- [EXERCISES TO COMPLETE]:
- A) In the Magic: The Gathering column, which card's banning is listed among the changes affecting the Extended format?
- B) Carry on the Magic: The Gathering column about Tenth Edition and Lorwyn Block Constructed, starting after its final sentence.

- [EXERCISE TEXT]:

Read Sean McKeown every Friday... at StarCityGames.com!
Friday, September 5th – Having finally put Lorwyn Block Constructed to rest, I thought I would start decompressing for the upcoming format shift by having a look at Tenth Edition as if it were a newly-released expansion we were adding to Lorwyn Block Constructed, to best prepare us for the addition of Shards of Alara to Standard in a month or so.

September is such a tricky month for us would-be wordsmiths. This year, it’s trickier still because as excited as we might want to get about the next Extended format, either we can’t talk about it because we’re qualified, or we shouldn’t talk about it because it is of no interest to the other 99.9% of the population until it becomes a PTQ format. Of course, by that time a Pro Tour will have been played with the rotation of everything before Onslaught, the addition of Shards of Alara, and the banning of Sensei’s Divining Top all working its way through the format. If instead of Extended we want to talk about Standard… well, this year it doesn’t even look like we have States to look forward to, so unless we see something different pop up on the schedule there’s no competitive Standard format until Regionals next summer. And if we want to talk about Shards of Alara, well, we’ve got just the known cards, and the ability to mine the Orb of Insight for, well, insight.

And you can definitely squee about a few things… we’re seeing a polychromatic world that apparently has some tinges of Mirrodin going on in it too, so there’s all sorts of strange things going on that we just don’t understand yet. And while I am sad to see that “Sarcomite” has zero hits on the Orb of Insight, I’m willing to bet it will show up somewhere in the three-set block, if we just wait long enough. What impresses me the most about this set so far, given just a tiny slice of preview cards to look at, is THIS, bringing ‘alternate casting costs’ a whole new world of stuff to work with that is bound to rattle formats like Extended in unexpected ways… after all, free stuff has the best price, or at least it does until they start making cards that pay us to play with them.

Having finally put Lorwyn Block Constructed to rest, I thought I would start decompressing for the upcoming format shift by having a look at Tenth Edition as if it were a newly-released expansion we were adding to Lorwyn Block Constructed, to best prepare us for the addition of Shards of Alara to Standard in a month or so. I could do it the Rich Hagon way and tell you all about the things that we now have to subtract from Standard… but I think it’s much more meaningful to discuss Block Constructed and add to it than to discuss Standard and cut away 900+ cards and expect you all to follow along. So we shall look at Block Constructed, and the addition of Tenth Edition to determine the kernel for the new Standard format.

- [DATA FOR REVIEW]:
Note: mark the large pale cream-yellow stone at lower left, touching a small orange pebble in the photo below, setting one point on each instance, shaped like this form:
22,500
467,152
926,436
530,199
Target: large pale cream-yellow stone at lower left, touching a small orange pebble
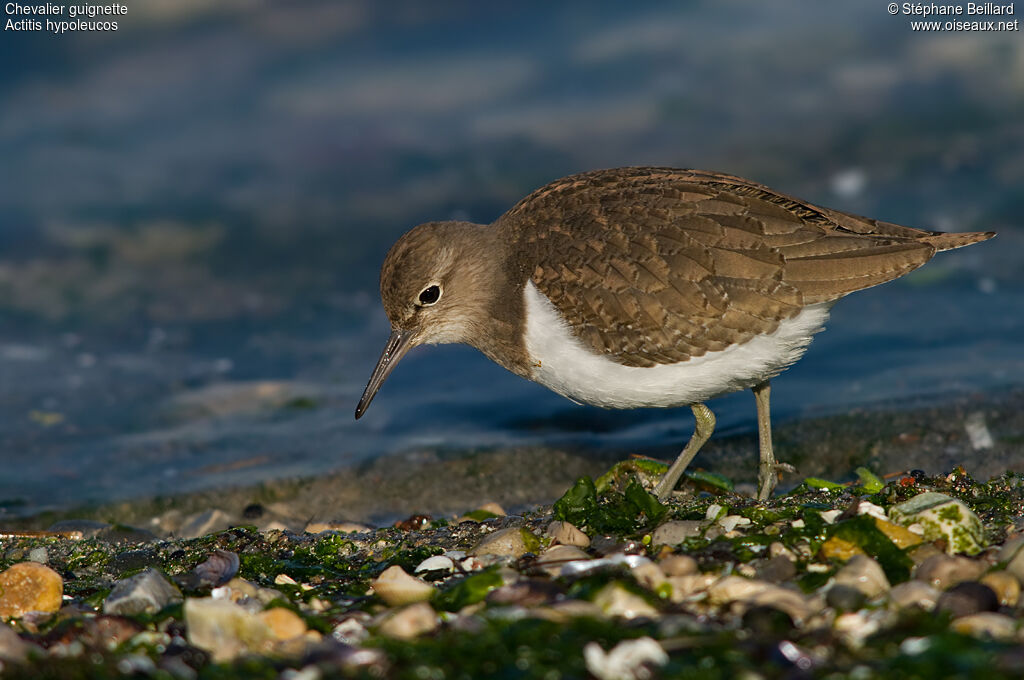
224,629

...

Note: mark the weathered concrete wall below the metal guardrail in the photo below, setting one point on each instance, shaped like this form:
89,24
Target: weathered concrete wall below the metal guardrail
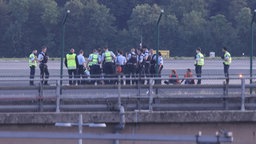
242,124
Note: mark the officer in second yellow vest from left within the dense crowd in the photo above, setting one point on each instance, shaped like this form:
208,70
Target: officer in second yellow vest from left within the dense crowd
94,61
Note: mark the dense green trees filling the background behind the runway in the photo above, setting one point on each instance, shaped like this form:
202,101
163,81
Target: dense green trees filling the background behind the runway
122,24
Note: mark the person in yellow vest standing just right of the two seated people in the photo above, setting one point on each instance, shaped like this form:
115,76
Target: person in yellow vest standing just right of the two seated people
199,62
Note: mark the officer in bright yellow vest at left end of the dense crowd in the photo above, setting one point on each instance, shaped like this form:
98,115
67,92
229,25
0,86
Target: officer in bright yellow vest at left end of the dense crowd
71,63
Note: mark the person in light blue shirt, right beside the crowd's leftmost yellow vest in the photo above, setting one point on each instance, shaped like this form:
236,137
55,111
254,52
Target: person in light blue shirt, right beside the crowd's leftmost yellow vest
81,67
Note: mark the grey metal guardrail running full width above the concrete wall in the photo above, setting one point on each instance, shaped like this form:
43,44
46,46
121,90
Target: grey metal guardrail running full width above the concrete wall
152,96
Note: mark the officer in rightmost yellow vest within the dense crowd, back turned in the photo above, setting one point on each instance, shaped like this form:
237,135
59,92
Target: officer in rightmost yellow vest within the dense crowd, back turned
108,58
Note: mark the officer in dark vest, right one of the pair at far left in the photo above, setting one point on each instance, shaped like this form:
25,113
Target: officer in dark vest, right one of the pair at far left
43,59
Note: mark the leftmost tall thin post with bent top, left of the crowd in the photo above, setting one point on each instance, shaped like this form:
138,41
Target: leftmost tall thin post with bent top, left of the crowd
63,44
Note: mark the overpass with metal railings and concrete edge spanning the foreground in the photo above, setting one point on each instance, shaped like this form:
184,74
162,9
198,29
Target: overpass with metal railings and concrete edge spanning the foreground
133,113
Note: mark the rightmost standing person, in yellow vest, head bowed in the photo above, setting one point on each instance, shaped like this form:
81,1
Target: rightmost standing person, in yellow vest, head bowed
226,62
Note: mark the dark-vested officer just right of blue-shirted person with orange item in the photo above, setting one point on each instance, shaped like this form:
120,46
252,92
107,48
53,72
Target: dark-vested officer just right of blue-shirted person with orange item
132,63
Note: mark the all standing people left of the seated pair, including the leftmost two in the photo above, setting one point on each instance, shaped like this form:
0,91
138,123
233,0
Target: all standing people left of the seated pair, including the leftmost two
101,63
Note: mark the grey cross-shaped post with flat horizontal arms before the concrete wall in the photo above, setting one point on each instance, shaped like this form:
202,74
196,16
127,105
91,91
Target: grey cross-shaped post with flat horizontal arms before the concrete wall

- [YOUR RESPONSES]:
- A) Sensei's Divining Top

- B)
White:

Condemn — A potent removal spell that is highly underrated, and an excellent ‘niche’ answer to threats like Demigod of Revenge that are especially difficult to manage with mere ‘death’. Control decks that can afford to play Runed Halo likely will; non-control decks (you know, the kind that actually have to concern themselves with an untapped 5/4 blocker) should give serious consideration to this card instead. White as a whole either skimps on removal (just Unmakes in most lists) or is part of a five-color amalgam that’s just stealing its best cards, and I can see reason for either to consider using this card as a potent problem-solver for its incredibly-cheap price tag.

Field Marshal — This is an interesting Coldsnap reprint, that deserves some attention in its own right. Militia’s Pride, Cloudgoat Ranger, Kinsbaile Borderguard and Repel Intruders all make Kithkin Soldier tokens in bulk, while being on the right side of playable. Preeminent Captain and Ballyrush Banneret can both do crazy things with Soldiers, and works very nicely with a Lord for that creature type. Goldmeadow Stalwart and Goldmeadow Harrier are both playable one-drop Kithkin who gain a benefit from the Marshal’s presence, so it doesn’t take a lot of stretching to look at this guy as ‘potentially playable’. As a Lord for a Morningtide class, it deserves attention.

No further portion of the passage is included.